--- START ---

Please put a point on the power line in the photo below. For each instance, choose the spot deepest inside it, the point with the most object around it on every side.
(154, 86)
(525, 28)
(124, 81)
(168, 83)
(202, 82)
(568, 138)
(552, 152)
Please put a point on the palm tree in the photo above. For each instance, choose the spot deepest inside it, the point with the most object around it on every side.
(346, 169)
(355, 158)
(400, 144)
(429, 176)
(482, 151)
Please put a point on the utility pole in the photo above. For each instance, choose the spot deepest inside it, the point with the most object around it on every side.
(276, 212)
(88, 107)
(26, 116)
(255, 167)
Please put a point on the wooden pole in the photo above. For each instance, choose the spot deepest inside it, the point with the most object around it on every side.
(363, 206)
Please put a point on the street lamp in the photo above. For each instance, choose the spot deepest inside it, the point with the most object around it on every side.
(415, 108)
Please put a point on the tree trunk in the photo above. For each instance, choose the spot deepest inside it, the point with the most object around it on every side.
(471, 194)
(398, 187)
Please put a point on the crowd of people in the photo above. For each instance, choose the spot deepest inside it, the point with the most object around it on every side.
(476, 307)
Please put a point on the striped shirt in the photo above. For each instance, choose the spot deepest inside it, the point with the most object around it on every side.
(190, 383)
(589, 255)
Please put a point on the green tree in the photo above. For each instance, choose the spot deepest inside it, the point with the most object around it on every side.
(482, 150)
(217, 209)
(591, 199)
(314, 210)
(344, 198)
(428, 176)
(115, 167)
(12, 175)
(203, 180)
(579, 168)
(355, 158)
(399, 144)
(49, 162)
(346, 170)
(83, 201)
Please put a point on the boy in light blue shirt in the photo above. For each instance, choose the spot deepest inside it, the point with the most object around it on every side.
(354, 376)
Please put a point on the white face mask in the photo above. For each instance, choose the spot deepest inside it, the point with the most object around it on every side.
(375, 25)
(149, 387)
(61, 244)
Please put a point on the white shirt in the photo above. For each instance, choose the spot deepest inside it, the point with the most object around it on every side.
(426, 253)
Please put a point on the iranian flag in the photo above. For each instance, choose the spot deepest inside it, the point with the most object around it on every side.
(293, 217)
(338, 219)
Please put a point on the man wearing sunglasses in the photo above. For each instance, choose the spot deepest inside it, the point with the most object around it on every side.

--- END ---

Problem
Print every record exactly, so that each word matches what is written above.

Solved problem
Please put a point on the power line in the photo below. For each instance, choose the spot deepest inside it, the point with the most object around it on every side.
(154, 86)
(525, 28)
(124, 81)
(168, 83)
(202, 82)
(568, 138)
(552, 152)
Please put a point on the palm tree in the photo above. For each instance, choose the spot deepest inside it, the point with the most object around it on every side.
(346, 169)
(355, 158)
(400, 144)
(429, 176)
(482, 151)
Please put a point on the utility pole in the photo above. For each instance, choose the spot deepest inside it, the point with the most object around it on every side.
(276, 212)
(88, 107)
(26, 116)
(255, 167)
Please put a point on the wooden pole in the photo above. For each instance, choose the spot deepest inside it, the point with the most object around it on every side.
(363, 206)
Please put a point on the street lamp in the photo above. For each instance, choose the spot deepest inside it, the point with the most object around it on every side.
(415, 108)
Please put a point on the tree trunk in the photo above. For each instance, choose the spot deepest inside it, the point with the most object around it on every side.
(471, 194)
(398, 187)
Please put a point on the crowd of people in the photo above. For each instance, choose the spot deepest inside it, the point with the most object around it on every side.
(476, 307)
Please put a point on the striped shirt in the photo above. For each instance, choose the spot deepest inside it, the point with the most object around it on every side.
(190, 383)
(589, 255)
Please put a point on the green tree in the photo above. For each instance, choose the spot deepest inside it, the point with the most object around it on every side.
(482, 150)
(217, 209)
(591, 199)
(314, 210)
(344, 198)
(428, 176)
(115, 167)
(12, 175)
(203, 180)
(579, 168)
(355, 158)
(399, 144)
(49, 162)
(346, 170)
(83, 201)
Please put a point on the boy in light blue shirt in the photo above. For each instance, choose the spot deepest inside it, the point with the most object around it on every side.
(354, 376)
Please put a point on the white face mask in the photo above. For each instance, choose the spot deepest inside it, the point with the most object around it on every side.
(375, 25)
(149, 387)
(61, 244)
Please put a point on the white shirt in the photo above. For each instance, choose the spot deepest inside it, the point with the most object around it on every side.
(426, 253)
Please put a point on the iranian flag in the photo above. For each instance, choose the spot deepest inside it, the point with the most object around it on every side.
(293, 217)
(338, 219)
Please put a point on the man wearing sunglasses in the photo above. For each instance, choose the spot deepest inside it, the point with the most object around it on every side.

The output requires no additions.